++++ Given entries
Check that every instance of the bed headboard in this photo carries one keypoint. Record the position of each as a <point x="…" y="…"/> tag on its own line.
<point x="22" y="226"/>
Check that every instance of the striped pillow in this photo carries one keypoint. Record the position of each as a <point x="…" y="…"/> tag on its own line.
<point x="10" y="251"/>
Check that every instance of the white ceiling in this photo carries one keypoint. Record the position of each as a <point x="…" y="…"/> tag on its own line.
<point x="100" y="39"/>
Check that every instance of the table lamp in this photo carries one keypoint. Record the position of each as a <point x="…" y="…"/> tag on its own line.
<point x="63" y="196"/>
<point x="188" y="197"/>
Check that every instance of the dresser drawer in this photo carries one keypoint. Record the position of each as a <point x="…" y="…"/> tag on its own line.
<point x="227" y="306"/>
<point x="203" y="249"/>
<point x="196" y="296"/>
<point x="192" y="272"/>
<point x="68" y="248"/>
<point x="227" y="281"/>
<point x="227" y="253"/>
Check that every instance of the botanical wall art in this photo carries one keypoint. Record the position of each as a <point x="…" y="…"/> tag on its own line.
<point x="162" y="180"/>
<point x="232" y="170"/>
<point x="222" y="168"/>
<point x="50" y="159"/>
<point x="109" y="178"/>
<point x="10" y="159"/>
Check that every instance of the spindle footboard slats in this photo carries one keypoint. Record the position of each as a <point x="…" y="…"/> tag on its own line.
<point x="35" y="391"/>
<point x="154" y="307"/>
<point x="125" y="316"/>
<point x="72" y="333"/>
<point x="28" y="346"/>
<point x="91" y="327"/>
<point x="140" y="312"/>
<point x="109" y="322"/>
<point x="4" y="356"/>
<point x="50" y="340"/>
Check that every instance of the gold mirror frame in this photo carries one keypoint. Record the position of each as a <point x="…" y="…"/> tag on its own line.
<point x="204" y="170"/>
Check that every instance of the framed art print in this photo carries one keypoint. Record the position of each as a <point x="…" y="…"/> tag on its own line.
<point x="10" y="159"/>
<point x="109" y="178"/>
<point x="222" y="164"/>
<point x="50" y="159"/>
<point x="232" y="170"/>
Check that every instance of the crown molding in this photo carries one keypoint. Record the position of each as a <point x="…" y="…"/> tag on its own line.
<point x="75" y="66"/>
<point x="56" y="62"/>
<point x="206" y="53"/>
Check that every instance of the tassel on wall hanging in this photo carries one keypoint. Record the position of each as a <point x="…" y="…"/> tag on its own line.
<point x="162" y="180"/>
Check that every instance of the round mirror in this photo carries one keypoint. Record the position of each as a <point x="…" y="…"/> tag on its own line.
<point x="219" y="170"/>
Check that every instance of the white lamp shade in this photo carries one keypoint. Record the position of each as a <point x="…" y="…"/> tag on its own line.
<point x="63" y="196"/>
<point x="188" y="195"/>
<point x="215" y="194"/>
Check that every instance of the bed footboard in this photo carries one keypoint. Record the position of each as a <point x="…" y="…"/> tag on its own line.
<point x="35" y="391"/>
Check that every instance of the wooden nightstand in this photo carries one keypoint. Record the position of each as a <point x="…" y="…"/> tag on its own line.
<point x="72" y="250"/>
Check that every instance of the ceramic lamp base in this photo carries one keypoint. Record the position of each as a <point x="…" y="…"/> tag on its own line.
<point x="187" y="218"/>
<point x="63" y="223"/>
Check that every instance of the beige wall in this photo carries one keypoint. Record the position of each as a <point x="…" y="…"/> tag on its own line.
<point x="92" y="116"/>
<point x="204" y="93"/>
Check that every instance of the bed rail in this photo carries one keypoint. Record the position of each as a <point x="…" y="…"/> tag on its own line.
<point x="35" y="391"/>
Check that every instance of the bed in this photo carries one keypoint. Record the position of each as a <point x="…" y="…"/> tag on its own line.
++++++++
Instruction. Take the stretch from the line containing "Check that every instance of the bed footboard" through the end of the listing and rename "keypoint" to "marker" throughout. Return only those lines, leaving everything else unchanged.

Answer to the problem.
Check that every instance of the bed footboard in this photo carries one marker. Record the position of each as a <point x="…" y="…"/> tag on its own line.
<point x="35" y="391"/>
Check that every instance of the wooden nightstand in this photo carries one marker. Record the position of each as a <point x="…" y="…"/> tag on its own line.
<point x="72" y="250"/>
Check that every instance of the ceramic lamp base in this photo carries one marker. Record the position of each as a <point x="…" y="…"/> tag on its own line.
<point x="187" y="218"/>
<point x="63" y="223"/>
Check that every instance of the beige wall in this photo carries one marker. Record the position of each as a <point x="…" y="…"/> tag on its own line.
<point x="92" y="116"/>
<point x="204" y="93"/>
Check that every instance of the bed rail in this photo carries one marker. Record the position of each as a <point x="…" y="…"/> tag on its own line.
<point x="35" y="391"/>
Check that every instance of the bed in this photo carries one marker. Record the position of each as a <point x="…" y="…"/> tag on its own line.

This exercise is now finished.